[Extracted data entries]
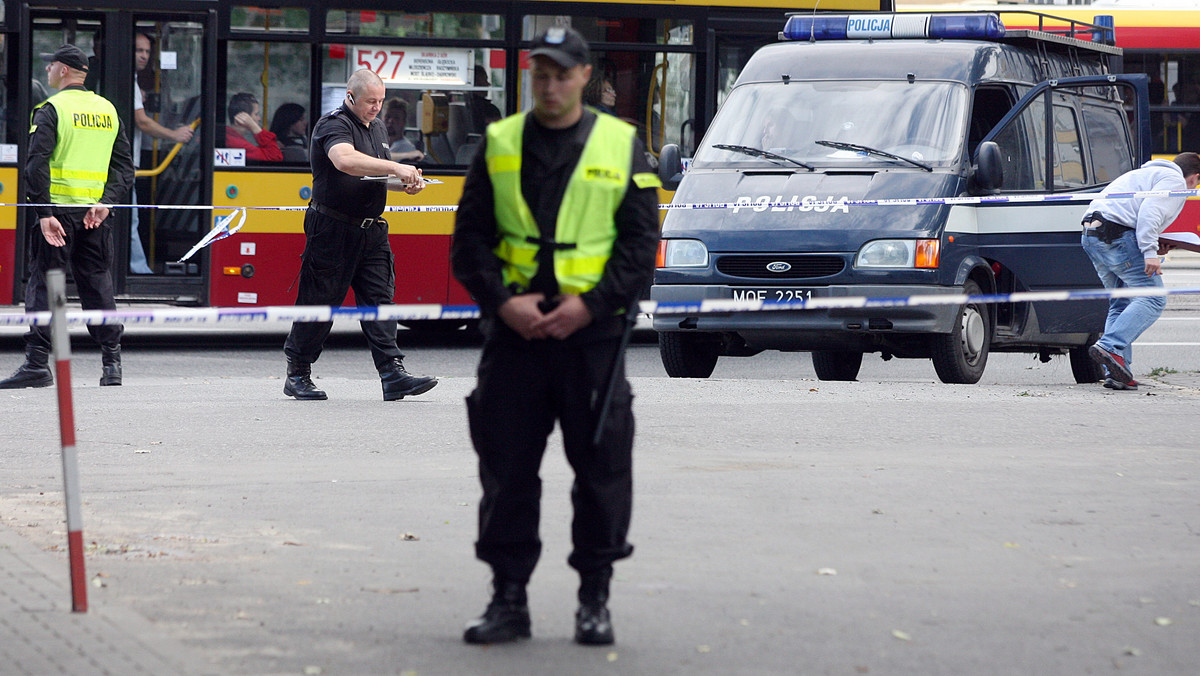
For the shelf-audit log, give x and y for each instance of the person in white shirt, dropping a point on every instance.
(144, 124)
(1121, 238)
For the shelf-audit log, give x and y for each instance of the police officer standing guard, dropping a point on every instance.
(78, 161)
(346, 239)
(555, 238)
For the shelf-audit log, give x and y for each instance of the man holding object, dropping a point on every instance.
(346, 238)
(1121, 238)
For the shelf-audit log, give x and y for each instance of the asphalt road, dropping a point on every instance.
(895, 525)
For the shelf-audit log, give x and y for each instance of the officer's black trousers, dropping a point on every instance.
(88, 253)
(523, 387)
(336, 258)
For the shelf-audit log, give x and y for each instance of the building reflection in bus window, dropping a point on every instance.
(277, 76)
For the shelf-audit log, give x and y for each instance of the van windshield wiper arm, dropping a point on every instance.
(841, 145)
(765, 154)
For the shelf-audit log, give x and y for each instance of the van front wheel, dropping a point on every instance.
(960, 356)
(837, 364)
(689, 356)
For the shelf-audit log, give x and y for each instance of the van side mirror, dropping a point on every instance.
(988, 171)
(670, 166)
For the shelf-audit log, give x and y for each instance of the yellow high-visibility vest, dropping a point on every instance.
(88, 127)
(586, 226)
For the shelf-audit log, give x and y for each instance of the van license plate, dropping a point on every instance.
(773, 294)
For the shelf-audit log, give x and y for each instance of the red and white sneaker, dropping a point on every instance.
(1115, 364)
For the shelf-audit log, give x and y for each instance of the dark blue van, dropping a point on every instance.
(899, 106)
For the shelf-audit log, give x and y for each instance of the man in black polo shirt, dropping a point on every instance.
(346, 241)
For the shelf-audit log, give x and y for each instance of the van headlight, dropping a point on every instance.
(923, 253)
(682, 253)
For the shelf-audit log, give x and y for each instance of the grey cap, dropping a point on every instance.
(562, 45)
(69, 55)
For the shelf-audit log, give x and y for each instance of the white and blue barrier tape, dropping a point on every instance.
(747, 202)
(181, 317)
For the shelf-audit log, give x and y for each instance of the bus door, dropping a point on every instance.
(730, 43)
(171, 79)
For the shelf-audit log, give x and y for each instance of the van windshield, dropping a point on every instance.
(922, 121)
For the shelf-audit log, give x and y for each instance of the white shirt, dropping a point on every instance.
(1149, 215)
(137, 132)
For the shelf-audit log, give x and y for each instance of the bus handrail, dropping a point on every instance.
(166, 161)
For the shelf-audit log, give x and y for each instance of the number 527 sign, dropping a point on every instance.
(417, 65)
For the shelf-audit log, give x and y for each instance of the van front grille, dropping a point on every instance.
(797, 267)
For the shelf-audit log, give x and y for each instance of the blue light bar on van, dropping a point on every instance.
(888, 27)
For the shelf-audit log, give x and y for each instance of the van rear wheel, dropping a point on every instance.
(837, 364)
(689, 356)
(1084, 368)
(960, 356)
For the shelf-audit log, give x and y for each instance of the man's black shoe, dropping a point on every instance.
(112, 359)
(299, 383)
(399, 383)
(593, 623)
(593, 626)
(35, 372)
(505, 620)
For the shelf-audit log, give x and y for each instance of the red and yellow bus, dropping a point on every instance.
(448, 67)
(1162, 42)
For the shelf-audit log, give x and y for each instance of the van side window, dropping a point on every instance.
(1068, 156)
(1109, 159)
(991, 103)
(1015, 142)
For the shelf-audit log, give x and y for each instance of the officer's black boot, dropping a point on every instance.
(507, 617)
(35, 372)
(399, 383)
(111, 358)
(300, 382)
(593, 624)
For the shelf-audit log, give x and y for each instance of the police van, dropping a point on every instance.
(869, 107)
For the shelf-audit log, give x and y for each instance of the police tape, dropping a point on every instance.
(759, 203)
(197, 316)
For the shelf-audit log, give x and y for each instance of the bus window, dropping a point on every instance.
(265, 102)
(270, 19)
(414, 24)
(439, 99)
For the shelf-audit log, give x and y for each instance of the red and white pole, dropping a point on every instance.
(57, 289)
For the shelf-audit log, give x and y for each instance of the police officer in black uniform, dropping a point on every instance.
(555, 238)
(79, 161)
(346, 239)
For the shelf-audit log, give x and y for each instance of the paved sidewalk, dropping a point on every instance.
(40, 635)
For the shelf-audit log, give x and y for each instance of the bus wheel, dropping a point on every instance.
(1084, 368)
(689, 356)
(837, 365)
(960, 356)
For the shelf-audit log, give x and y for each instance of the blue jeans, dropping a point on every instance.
(1121, 264)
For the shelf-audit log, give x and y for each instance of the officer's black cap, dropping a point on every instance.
(69, 55)
(562, 45)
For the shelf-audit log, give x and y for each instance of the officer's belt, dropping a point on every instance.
(1105, 229)
(551, 244)
(346, 217)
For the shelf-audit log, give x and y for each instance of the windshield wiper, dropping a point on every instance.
(870, 150)
(765, 154)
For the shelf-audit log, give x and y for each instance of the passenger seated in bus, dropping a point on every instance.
(395, 118)
(483, 112)
(246, 130)
(601, 95)
(291, 129)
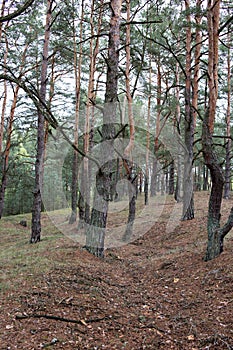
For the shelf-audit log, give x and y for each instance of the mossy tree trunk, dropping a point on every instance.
(104, 191)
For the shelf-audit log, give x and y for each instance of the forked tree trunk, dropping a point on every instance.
(228, 129)
(157, 131)
(77, 77)
(84, 195)
(37, 200)
(95, 235)
(216, 233)
(6, 153)
(188, 202)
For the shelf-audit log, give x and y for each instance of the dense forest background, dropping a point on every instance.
(80, 73)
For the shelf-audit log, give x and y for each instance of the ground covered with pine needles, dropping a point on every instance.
(154, 293)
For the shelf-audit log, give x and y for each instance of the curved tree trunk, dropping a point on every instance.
(216, 234)
(37, 201)
(95, 234)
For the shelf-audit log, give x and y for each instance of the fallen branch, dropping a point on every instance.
(63, 319)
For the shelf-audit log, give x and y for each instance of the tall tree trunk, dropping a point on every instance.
(129, 147)
(228, 129)
(171, 184)
(77, 77)
(96, 231)
(6, 153)
(146, 185)
(157, 131)
(37, 200)
(188, 202)
(2, 121)
(216, 233)
(84, 195)
(178, 195)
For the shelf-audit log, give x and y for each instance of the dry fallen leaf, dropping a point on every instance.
(191, 337)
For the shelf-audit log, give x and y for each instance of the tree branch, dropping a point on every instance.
(17, 12)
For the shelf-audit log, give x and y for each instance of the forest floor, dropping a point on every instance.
(153, 293)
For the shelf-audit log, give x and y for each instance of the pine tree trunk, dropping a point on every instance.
(95, 234)
(188, 202)
(6, 153)
(228, 129)
(171, 184)
(37, 200)
(77, 77)
(215, 233)
(157, 131)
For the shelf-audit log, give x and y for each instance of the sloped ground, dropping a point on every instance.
(154, 293)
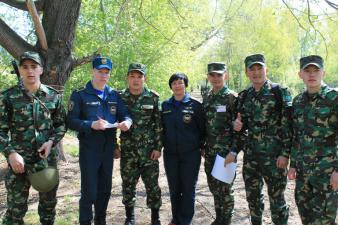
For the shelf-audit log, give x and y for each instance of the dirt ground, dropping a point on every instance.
(68, 197)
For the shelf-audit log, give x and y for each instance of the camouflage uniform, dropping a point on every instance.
(30, 120)
(219, 111)
(267, 121)
(137, 143)
(314, 155)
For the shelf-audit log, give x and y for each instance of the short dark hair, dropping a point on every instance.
(178, 76)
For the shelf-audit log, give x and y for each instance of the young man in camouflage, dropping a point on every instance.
(314, 156)
(141, 145)
(264, 110)
(219, 111)
(32, 122)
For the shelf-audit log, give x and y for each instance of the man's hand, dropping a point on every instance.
(117, 153)
(237, 124)
(229, 158)
(203, 152)
(124, 126)
(99, 124)
(334, 180)
(44, 150)
(282, 162)
(155, 155)
(292, 174)
(16, 162)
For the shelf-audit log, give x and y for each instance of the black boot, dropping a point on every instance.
(155, 217)
(130, 216)
(256, 221)
(100, 221)
(217, 221)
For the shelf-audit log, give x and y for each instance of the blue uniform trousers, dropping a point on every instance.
(182, 174)
(96, 181)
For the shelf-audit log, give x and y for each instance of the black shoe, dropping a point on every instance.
(130, 216)
(155, 217)
(100, 221)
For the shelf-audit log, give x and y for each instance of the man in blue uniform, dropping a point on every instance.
(184, 127)
(94, 111)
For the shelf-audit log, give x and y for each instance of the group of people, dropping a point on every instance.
(280, 138)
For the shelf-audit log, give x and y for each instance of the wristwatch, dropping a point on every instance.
(233, 153)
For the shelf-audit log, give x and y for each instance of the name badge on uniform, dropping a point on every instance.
(147, 107)
(93, 103)
(221, 108)
(187, 118)
(166, 112)
(113, 109)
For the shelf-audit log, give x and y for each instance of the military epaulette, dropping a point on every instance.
(79, 89)
(234, 93)
(8, 90)
(243, 92)
(196, 99)
(53, 89)
(155, 93)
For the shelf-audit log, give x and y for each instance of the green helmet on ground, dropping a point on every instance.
(44, 180)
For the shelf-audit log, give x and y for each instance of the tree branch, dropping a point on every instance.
(12, 42)
(150, 24)
(176, 10)
(207, 38)
(315, 29)
(85, 59)
(22, 5)
(333, 5)
(294, 16)
(40, 32)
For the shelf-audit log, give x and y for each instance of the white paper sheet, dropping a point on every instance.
(224, 174)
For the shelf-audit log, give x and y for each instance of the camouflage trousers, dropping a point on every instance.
(132, 168)
(222, 192)
(256, 170)
(316, 201)
(18, 186)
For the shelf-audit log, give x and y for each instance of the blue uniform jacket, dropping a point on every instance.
(85, 107)
(183, 125)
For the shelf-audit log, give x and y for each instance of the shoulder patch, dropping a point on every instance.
(234, 93)
(53, 89)
(196, 99)
(8, 90)
(155, 93)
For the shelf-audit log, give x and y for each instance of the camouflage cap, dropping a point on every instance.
(315, 60)
(137, 67)
(254, 59)
(32, 56)
(102, 62)
(217, 67)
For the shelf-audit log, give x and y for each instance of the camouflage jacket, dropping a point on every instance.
(27, 121)
(219, 114)
(146, 131)
(315, 124)
(266, 115)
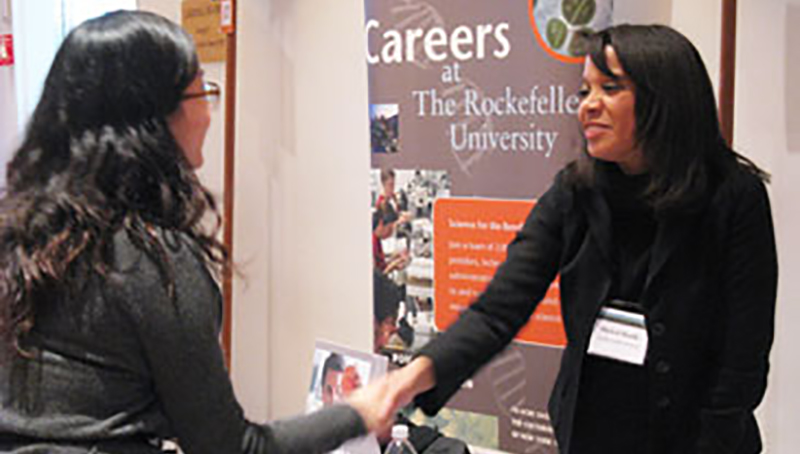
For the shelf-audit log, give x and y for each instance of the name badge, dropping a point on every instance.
(619, 334)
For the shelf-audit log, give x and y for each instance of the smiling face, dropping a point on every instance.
(606, 113)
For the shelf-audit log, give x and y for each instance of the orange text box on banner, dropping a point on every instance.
(470, 237)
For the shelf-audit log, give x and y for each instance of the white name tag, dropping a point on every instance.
(619, 335)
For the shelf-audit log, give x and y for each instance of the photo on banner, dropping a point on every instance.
(472, 113)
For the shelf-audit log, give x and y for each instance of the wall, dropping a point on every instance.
(302, 194)
(767, 124)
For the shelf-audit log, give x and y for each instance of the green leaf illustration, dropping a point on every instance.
(579, 12)
(556, 33)
(577, 46)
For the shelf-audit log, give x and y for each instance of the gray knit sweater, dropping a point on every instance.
(122, 367)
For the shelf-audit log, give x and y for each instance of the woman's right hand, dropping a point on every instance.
(379, 401)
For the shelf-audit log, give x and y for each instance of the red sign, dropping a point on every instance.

◆ WORK TO COMPLETE:
Repeat exactly the lines from the one containing "tag, dropping a point on every instance." through the last line of the records above, both included, and nothing else.

◆ FINISHED EXERCISE:
For the shelf-audit log, give x and y for each instance of the white name tag, dropping a point on every instance.
(619, 335)
For the shelf-audit log, give x and y for each instance of the photo on banner, dropping a point on every instance.
(472, 113)
For the shelf-audit log, give x and y for each instance of the wall, dropping a point on every instance.
(302, 194)
(767, 124)
For the shelf-audit log, give x and y for each instance of the green leaf illustration, dropping a point on every instance.
(579, 12)
(556, 33)
(577, 46)
For the shelf-audit log, give x and y for each instance of the gray knit sweater, dropping a point on every instance.
(122, 367)
For the shelf-audit log, give x and y for each instance of the woman's right hand, dropping a point on every instance.
(379, 401)
For the shelf-audit log, give x and y for each instance of the red sign, dropping a point on every instance.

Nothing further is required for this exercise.